§ **PROVIDED ENTRIES**:
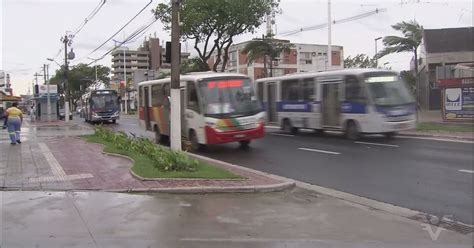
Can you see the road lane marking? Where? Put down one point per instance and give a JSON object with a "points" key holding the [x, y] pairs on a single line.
{"points": [[282, 134], [375, 144], [321, 151]]}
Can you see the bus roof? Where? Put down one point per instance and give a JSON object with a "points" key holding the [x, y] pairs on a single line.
{"points": [[194, 77], [342, 72]]}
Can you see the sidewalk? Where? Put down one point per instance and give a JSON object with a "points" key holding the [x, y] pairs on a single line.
{"points": [[53, 158]]}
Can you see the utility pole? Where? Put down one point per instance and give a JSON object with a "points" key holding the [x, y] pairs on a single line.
{"points": [[46, 80], [175, 79], [329, 36], [67, 41]]}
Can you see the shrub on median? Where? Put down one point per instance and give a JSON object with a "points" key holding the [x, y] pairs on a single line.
{"points": [[163, 158]]}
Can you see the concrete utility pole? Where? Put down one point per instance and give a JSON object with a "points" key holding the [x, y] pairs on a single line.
{"points": [[175, 89], [46, 80], [329, 37], [66, 41]]}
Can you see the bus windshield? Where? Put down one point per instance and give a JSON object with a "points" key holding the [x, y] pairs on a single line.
{"points": [[104, 102], [388, 90], [225, 98]]}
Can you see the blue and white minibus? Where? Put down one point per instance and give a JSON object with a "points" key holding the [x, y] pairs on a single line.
{"points": [[355, 101]]}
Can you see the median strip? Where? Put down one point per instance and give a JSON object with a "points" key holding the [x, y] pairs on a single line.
{"points": [[320, 151]]}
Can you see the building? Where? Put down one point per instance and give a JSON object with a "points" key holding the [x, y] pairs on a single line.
{"points": [[440, 47], [301, 58]]}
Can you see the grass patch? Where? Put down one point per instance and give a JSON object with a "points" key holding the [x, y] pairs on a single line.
{"points": [[143, 165], [444, 127]]}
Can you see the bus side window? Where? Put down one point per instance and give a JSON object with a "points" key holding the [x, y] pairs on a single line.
{"points": [[192, 97], [260, 91], [354, 91], [308, 89], [290, 90]]}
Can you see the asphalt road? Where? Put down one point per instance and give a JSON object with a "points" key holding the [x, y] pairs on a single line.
{"points": [[431, 176]]}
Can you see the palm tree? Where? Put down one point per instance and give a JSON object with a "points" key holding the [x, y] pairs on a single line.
{"points": [[412, 34], [268, 48]]}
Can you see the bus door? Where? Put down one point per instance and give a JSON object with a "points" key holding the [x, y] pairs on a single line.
{"points": [[271, 106], [331, 105], [146, 108]]}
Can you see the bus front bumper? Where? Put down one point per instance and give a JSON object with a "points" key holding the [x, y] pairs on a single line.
{"points": [[214, 137]]}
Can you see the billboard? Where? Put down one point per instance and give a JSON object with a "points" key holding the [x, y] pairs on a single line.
{"points": [[43, 89], [459, 103]]}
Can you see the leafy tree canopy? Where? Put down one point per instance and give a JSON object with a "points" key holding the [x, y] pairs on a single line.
{"points": [[80, 77], [214, 23]]}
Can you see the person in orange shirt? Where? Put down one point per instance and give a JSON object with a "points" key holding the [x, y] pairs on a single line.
{"points": [[15, 118]]}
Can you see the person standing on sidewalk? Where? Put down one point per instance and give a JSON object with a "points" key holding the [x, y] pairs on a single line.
{"points": [[15, 118]]}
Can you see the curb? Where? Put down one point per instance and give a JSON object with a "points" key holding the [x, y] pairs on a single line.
{"points": [[286, 184]]}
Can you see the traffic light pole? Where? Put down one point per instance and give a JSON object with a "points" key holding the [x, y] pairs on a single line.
{"points": [[175, 80]]}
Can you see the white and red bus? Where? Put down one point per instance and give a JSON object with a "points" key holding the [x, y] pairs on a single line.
{"points": [[216, 108]]}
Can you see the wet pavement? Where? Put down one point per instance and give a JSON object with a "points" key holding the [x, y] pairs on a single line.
{"points": [[295, 218]]}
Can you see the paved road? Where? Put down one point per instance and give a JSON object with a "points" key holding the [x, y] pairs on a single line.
{"points": [[425, 175]]}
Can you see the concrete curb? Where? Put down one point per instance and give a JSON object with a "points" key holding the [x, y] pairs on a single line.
{"points": [[286, 184]]}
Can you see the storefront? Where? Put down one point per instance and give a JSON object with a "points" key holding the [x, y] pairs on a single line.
{"points": [[458, 99]]}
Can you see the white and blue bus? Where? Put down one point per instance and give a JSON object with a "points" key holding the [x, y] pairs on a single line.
{"points": [[355, 101]]}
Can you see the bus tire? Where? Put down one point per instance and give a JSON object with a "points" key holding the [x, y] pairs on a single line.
{"points": [[288, 128], [244, 143], [195, 146], [352, 131]]}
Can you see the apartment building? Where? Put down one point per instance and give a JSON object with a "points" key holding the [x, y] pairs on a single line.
{"points": [[301, 58]]}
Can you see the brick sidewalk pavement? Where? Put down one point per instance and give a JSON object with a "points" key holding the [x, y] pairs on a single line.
{"points": [[52, 158]]}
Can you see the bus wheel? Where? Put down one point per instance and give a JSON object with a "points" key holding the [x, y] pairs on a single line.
{"points": [[195, 146], [287, 128], [244, 143], [352, 132]]}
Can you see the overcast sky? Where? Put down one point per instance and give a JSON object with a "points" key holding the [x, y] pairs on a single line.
{"points": [[30, 29]]}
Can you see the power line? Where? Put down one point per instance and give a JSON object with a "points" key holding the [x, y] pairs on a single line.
{"points": [[344, 20], [90, 16], [118, 31]]}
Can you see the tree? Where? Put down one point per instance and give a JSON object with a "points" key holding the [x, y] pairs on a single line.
{"points": [[411, 40], [267, 48], [410, 79], [360, 61], [213, 24], [80, 78]]}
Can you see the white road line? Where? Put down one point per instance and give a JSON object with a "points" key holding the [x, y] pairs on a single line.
{"points": [[282, 134], [375, 144], [321, 151], [437, 139]]}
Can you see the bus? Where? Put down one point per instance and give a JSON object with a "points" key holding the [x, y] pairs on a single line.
{"points": [[355, 101], [100, 105], [216, 108]]}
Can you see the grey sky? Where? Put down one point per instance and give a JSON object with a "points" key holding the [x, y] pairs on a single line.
{"points": [[30, 29]]}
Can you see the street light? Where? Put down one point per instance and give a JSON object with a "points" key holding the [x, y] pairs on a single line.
{"points": [[376, 57]]}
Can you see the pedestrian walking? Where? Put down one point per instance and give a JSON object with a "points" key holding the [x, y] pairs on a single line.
{"points": [[15, 118]]}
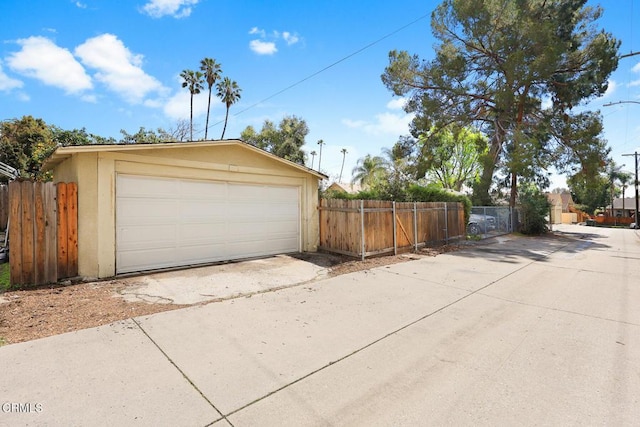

§ **BRIEF**:
Restate the entries verbatim, without pictures.

§ **WRITTEN SOLUTION**:
Can you see the road lane marking? Where? Put down one point per instance and give a JSON object with a "points" key holding the [x, y] pairs on a single line.
{"points": [[282, 134], [375, 144], [321, 151]]}
Can you see the bus roof? Where? Put down one point per instance and give a JSON object with a "points" key holding the [x, y] pairs on a single line.
{"points": [[194, 77], [342, 72]]}
Can you see the sidewalk? Where? Put down one point per instance and give a JSON object with a "points" key holding the [x, y] pairs on a single line.
{"points": [[53, 158]]}
Can you see the utility pole? Where? Put down one point per instance and give a JSON object with a "points" key holding the [x, y] pairs on a single line.
{"points": [[46, 80], [175, 79], [329, 36], [67, 41]]}
Can you see the shrub on median? Where? Put down one point per instance and give a JSON object with a "points" key holding the [x, y] pairs on a single line.
{"points": [[163, 158]]}
Can you see the concrete utility pole? Where? Put down one point per instance and give a JSON object with a "points" key holding the [x, y] pairs on a single line.
{"points": [[175, 89], [46, 80], [329, 37], [66, 41]]}
Can you see the bus windshield? Where? Put down one point per instance and give a JSON object with a "points" key holding the [x, y] pairs on a single line.
{"points": [[104, 102], [388, 90], [225, 98]]}
Can you see the blue and white minibus? Where? Put down one point per instance and give a JSON object with a "points" key holding the [x, y] pairs on a single line.
{"points": [[355, 101]]}
Can you see the median strip? Where? Put down one point per instance and give a JSON object with a "points" key holding the [x, y] pairs on a single line.
{"points": [[320, 151]]}
Can you see the building? Where? Put down one point per instance and give a JSON object with a "points" key holding the [x, y] pairs on a single line.
{"points": [[440, 47], [301, 58]]}
Can you see the grass patch? Where? Put down one point per instance and give a JSON object with a "points" key holding the [x, y] pairs on a single line.
{"points": [[143, 165], [444, 127]]}
Can you see the bus side window? Where? Put down one point per instance and give a JSON object with a "points" key holding the [x, y] pairs on a single line.
{"points": [[192, 97], [260, 91], [354, 91], [308, 89], [290, 90]]}
Can you see the asphalt road? Where? Put down one point per instance and give a JSON object with a "points" key holding the [x, y] pairs on a single line.
{"points": [[431, 176]]}
Can you see the palm tree? Where? Put down one point per instance and give a JSON object with a "points" key holding the [x, y] pairs on a single line.
{"points": [[412, 34], [268, 48]]}
Can you see the bus door? Where? Put down one point per instance and give a JSON object with a "points" key holding the [x, y] pairs on a single line.
{"points": [[271, 106], [331, 105], [146, 108]]}
Can you see the bus front bumper? Where? Put down one point per instance and give a JSON object with a "points" key holding the [x, y] pairs on a single line.
{"points": [[214, 137]]}
Can you see the billboard? Where? Put down one point per instance and give a JSON object with a "points" key holding the [x, y] pairs on a single line.
{"points": [[43, 89], [459, 103]]}
Can you see the leafy tree canopy? Where? Put down one point per instance and give a JSON object with a "points" key holding the [x, y] pairs on a single line.
{"points": [[80, 77], [214, 23]]}
Can you see the person in orange shirt? Where? Put down one point per instance and give a JSON object with a "points" key holding the [x, y] pairs on a single line.
{"points": [[15, 118]]}
Can you see the person standing on sidewalk? Where? Put down one point per instance and give a JSON object with a "points" key holding the [x, y] pairs on a single line.
{"points": [[15, 118]]}
Can you see the curb? Where? Put down one point per instance and give a JSON object with a "points" key holding the [x, y] pairs on a single line.
{"points": [[286, 184]]}
Can you see the traffic light pole? Where? Put down one point per instance and give a JSON object with a "points" key holding the [x, y] pairs on a single line.
{"points": [[175, 80]]}
Can you see the white and red bus? Where? Put down one point per instance and give a JSON object with a "points" key holding the [x, y] pairs on a single line.
{"points": [[216, 108]]}
Can you see the wet pavement? Where? Put down one point per instance and give a JSON object with a "points" key holding the [x, y] pairs on a single line.
{"points": [[295, 218]]}
Can you see the paved road? Where? Put down one point per instance and give a JSON object with a "points" key holding the [x, y] pairs on a single line.
{"points": [[425, 175]]}
Can you see the concrete curb? Where? Put down one point per instance and give a JSON object with a "points" key holding the [x, y] pairs on a single line.
{"points": [[286, 184]]}
Can you see the storefront? Where? Put down one point per instance and give a JSON object with a "points" key holding the [x, y] pairs on a single line.
{"points": [[458, 99]]}
Can you see the white and blue bus? Where? Put down one point per instance and give a JSON object with a "points" key holding the [x, y] pairs on a single line.
{"points": [[355, 101]]}
Can you see the bus tire? Where? Put down one point per instance and give a JSON object with a "points" key holding the [x, y] pairs on a single line.
{"points": [[288, 128], [244, 143], [195, 146], [352, 131]]}
Can you see the apartment building? Where? Put down one point per instance and give a JSON object with a "points" key holding the [x, y] pairs on a single line.
{"points": [[301, 58]]}
Can you see the brick sidewalk pavement? Where? Put down one point per instance and give a JSON object with a "points" key holding the [x, y] pairs on a single line.
{"points": [[52, 158]]}
Can you see the bus wheel? Where? Put down one point per instance and give a JSON object with a "points" key holding the [x, y] pairs on a single line.
{"points": [[195, 146], [287, 128], [244, 143], [352, 132]]}
Can you see the overcast sky? Where? Put down one point per instance and give a JSON object with a "points" key holding the [x, y] pairs on a single line.
{"points": [[30, 29]]}
Can you see the power line? Where? Put down one point per instance and give a JSON object with a "points" key holding the [x, y] pairs on a single line.
{"points": [[344, 20], [90, 16], [118, 31]]}
Can you see the tree? Where? Put down one point per instance and give a JSON object with a "points" key holding the [x, y] pairs on a single line.
{"points": [[411, 40], [267, 48], [410, 79], [360, 61], [213, 24], [80, 78]]}
Can you see the white road line? Where? Put down one point per instance and give a JSON object with a "points" key holding the [x, y] pairs on a single line.
{"points": [[282, 134], [375, 144], [321, 151], [437, 139]]}
Can you see the bus? Where? Put down one point per instance and give a JSON object with a "points" key holding the [x, y] pairs on a single line.
{"points": [[355, 101], [100, 105], [216, 108]]}
Can you see the grey sky? Where? Put down one point per instance and give a JSON object with a "points" key holding the [x, y] pairs on a single line.
{"points": [[30, 29]]}
Can you see the street light? Where? Put down one point per instance and give a JSON object with a "points" key holding the [x, y] pairs on a single line.
{"points": [[376, 57]]}
Can you see the pedestrian walking? Where? Put down one point per instance and give a JSON object with a "points" key holding the [x, y] pairs on a single line.
{"points": [[15, 118]]}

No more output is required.